_Quoted passage:_
*** Begin section ***

The River Honddu (Afon Honddu) (pronounced hon-thee) is a river in the Black Mountains within the Brecon Beacons National Park, southeast Wales. Early recorded versions of the name are of the form Hothenei and hodni which are believed to contain the adjective 'hawdd' meaning for example, pleasant or easy. Later forms such as Honddye have undergone metathesis whereby -ddn- became -ndd-. The river is over 24km in length.

It rises within the county of Powys near the Gospel Pass at the head of the Vale of Ewyas down which it flows, passing southwards into Monmouthshire to Llanvihangel Crucorney before turning northeastwards to join the River Monnow at the point on the Wales-England border where that river too makes a sudden change of direction. The only significant tributary to join the Honddu is the Nant Bwch though numerous smaller streams flow down the steep sides of the Vale of Ewyas to add to the river's flow.

*** End section ***

_Provided records:_
*** Begin section ***

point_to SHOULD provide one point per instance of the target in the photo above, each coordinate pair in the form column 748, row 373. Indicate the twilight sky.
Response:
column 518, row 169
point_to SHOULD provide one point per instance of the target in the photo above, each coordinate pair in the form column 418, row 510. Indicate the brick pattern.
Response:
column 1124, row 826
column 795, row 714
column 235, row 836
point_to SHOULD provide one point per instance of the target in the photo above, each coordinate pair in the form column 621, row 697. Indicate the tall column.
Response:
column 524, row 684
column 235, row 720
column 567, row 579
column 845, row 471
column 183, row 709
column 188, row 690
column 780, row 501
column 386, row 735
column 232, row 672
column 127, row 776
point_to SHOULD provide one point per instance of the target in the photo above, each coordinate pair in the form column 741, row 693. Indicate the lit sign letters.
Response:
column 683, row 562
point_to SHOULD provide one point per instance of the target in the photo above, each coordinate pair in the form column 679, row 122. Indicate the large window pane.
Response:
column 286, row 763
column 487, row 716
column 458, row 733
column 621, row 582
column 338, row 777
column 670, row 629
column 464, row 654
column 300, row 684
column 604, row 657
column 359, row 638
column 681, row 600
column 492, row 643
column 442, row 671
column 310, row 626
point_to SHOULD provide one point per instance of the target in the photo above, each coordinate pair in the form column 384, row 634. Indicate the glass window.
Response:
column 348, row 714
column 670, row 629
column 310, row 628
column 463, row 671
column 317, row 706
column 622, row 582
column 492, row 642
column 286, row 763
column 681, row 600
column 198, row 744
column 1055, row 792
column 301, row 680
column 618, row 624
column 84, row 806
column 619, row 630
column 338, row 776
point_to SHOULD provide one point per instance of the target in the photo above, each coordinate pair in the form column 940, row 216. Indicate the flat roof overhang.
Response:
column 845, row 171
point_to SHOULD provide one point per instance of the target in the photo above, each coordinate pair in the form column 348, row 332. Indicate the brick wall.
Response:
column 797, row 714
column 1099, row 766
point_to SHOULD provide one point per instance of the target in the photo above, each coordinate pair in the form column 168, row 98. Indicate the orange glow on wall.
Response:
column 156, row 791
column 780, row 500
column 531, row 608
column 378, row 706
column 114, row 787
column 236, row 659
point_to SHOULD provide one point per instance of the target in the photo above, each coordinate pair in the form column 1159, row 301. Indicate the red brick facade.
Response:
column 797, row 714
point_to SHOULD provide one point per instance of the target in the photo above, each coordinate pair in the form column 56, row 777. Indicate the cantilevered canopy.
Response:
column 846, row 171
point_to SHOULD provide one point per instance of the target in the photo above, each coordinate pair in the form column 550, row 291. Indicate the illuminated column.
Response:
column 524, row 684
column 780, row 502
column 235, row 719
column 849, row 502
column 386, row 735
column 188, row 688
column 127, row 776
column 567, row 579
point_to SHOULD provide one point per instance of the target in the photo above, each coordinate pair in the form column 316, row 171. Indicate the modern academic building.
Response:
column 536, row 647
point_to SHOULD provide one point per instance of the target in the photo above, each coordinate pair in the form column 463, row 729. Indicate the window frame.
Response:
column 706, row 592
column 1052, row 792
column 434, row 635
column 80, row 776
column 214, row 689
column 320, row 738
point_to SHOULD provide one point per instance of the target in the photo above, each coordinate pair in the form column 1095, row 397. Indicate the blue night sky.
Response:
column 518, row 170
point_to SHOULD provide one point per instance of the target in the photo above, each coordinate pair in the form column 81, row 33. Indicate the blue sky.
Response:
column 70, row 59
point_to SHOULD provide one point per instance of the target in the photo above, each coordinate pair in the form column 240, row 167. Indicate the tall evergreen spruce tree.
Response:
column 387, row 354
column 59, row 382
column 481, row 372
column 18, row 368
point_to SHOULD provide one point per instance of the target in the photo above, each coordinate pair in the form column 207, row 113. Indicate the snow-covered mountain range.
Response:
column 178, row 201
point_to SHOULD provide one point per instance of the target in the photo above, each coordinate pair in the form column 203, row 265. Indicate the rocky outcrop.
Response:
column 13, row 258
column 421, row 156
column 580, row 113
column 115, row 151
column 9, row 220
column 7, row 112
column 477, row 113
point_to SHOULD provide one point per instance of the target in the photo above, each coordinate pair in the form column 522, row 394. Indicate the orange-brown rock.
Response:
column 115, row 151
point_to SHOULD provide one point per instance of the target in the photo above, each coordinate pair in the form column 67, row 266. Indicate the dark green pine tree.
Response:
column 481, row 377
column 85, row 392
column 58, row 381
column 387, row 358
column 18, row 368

*** End section ***

_Work instructions:_ Please carry the River Honddu passage further, picking up after its last sentence. The records are separate from the River Honddu passage.

_Answer to this exercise:_
It is likely that the Honddu continued on a southerly course beyond Llanvihangel Crucorney prior to the last ice age but has since been diverted by the presence of a large terminal moraine which stretches impressively across the valley to the west of the village. The southwest to northeast alignment of both the Honddu and the Monnow appear to be related to the course of the Neath Disturbance, an ancient geological weakness, which runs through the valley to the north of the Sugarloaf and on towards Hereford.

The upper valley of the Honddu has the characteristic U-shape of a glacially scoured valley though it is not clear where the ice originated that cut this deep trench through the eastern Black Mountains. The modern Honddu is thus something of a misfit river. It has been speculated that glacial ice from the Wye valley glacier invaded the Vale of Ewyas over the Gospel Pass, though no evidence of any glacial till containing clasts of rock from mid Wales has yet been found within the valley to support that proposal.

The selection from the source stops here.